▸ What you will do:
**a.** Answer these questions about the passage on the benefits of IEC 61499:
(i) In IEC 61804 standard DCS environments, who manages the configuration of the automation system?
(ii) What framework did NAMUR develop?
(iii) Which automation vendor does the passage name?
**b.** Write out everything from "3. Engineering design" down to "interoperability and flexibility." in the passage on the benefits of IEC 61499, substituting "producers" for "manufacturers".
**c.** Proceed with the passage on the benefits of IEC 61499, picking up after its final sentence.

▸ Selected passage:
Three benefits of IEC 61499
1. Easy IT/OT system convergence
To remain competitive, most process organisations are now investing in digital transformation, enabling the capture and analysis of data. That ability, in turn, can lead to more rapid, accurate, and profitable production decisions. However, such access to data requires a much more involved and open level of IT/OT convergence. The IEC 61499 event-driven paradigm is fundamental to IT systems’ operation and offers a simple path to IT/OT convergence.
2. Software applications that can run independently of any hardware platform
Many process industry organisations that have grown up running IEC 61804 standard DCS environments now find themselves constrained with a limited ability to adjust rapidly to marketplace changes. The configuration of their automation system is managed by the supplier of that proprietary system instead of by their engineers. An IEC 61499 environment, on the other hand, is domain-independent and programming language, communication protocol, and I/O architecture-agnostic.
3. Engineering design flexibility that can radically speed up new product time-to-market
Organisations such as the Open Process Automation Forum (OPAF) and the User Association of Automation Technology in Process Industries (NAMUR) represent manufacturers advocating for changes to the existing proprietary automation systems paradigm. NAMUR, for instance, has advanced “plug and play” technology by developing a Modular Type Package (MTP) framework designed to streamline interoperability and flexibility.
The new applicability of the IEC 61499 standard and the interest of crucial automation vendors such as Schneider Electric™ facilitates the adoption of open automation system platforms. Therefore, many ingredients are in place to help reshape the industrial automation systems playing field.

(Stored entries)

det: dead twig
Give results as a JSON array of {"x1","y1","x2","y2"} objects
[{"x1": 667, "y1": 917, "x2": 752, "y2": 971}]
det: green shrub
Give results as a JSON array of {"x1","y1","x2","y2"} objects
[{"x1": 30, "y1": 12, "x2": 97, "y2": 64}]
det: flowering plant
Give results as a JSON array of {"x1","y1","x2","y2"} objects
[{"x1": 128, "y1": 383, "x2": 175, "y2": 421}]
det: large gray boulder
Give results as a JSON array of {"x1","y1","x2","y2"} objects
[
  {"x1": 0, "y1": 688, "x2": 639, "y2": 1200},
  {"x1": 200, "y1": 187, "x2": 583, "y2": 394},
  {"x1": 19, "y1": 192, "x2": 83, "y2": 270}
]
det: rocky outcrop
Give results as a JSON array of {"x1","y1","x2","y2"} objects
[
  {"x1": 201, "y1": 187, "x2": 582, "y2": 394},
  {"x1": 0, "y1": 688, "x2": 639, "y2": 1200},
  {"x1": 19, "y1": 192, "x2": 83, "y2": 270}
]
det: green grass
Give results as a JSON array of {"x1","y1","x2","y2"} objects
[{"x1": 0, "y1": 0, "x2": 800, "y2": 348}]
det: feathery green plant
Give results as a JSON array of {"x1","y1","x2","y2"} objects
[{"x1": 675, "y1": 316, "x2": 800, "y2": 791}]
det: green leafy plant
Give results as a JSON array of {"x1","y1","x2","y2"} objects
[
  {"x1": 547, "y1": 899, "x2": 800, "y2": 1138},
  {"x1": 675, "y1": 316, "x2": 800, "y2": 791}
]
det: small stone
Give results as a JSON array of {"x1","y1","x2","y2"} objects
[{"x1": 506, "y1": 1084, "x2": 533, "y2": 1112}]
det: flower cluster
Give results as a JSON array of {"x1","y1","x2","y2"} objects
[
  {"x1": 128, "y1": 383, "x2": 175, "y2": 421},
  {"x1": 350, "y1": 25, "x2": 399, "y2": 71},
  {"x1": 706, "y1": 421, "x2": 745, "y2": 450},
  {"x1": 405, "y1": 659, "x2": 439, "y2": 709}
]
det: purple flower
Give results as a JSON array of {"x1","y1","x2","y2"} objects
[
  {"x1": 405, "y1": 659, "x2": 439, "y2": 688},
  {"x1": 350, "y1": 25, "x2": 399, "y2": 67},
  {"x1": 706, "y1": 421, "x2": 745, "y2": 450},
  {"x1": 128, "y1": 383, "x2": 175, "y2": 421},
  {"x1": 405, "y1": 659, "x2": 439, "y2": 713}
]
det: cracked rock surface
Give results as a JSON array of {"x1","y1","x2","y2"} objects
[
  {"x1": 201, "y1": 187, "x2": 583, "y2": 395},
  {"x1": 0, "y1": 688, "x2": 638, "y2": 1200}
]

▸ Task responses:
**a.**
(i) The supplier of that proprietary system.
(ii) A Modular Type Package (MTP) framework.
(iii) Schneider Electric™.

**b.**
3. Engineering design flexibility that can radically speed up new product time-to-market
Organisations such as the Open Process Automation Forum (OPAF) and the User Association of Automation Technology in Process Industries (NAMUR) represent producers advocating for changes to the existing proprietary automation systems paradigm. NAMUR, for instance, has advanced “plug and play” technology by developing a Modular Type Package (MTP) framework designed to streamline interoperability and flexibility.

**c.**
Quality support available to drive success
The long-term IEC 61499 standardisation benefits of lower cost, faster implementation speed, and greater automation system flexibility far outweigh the typical 3-12 month learning curve of an initial project. Once engineers master the learning curve, deployment time savings can accelerate by 2-3x. Minimal programming and configuration work is required to implement system changes. Systems are modelled on what the specific plant has to control. The system mimics the plant’s processes and machines. Once the basic function blocks are built, changes can be implemented in a drastically simplified drag-and-drop mode.
For process industries running DCS environments, targeting a secondary process as an initial project is advisable instead of a core process. This will enable engineers to understand the nature of IEC 61499 event-driven approaches. When gaining more experience, they can expand the approach to the more primary parts of the process. Companies like Schneider Electric are in a solid position to aid manufacturers in implementing their IEC 61499 proof of concept pilots and projects. We work directly with manufacturers or through machine and system integration partners to provide support for successful, profitable deployment.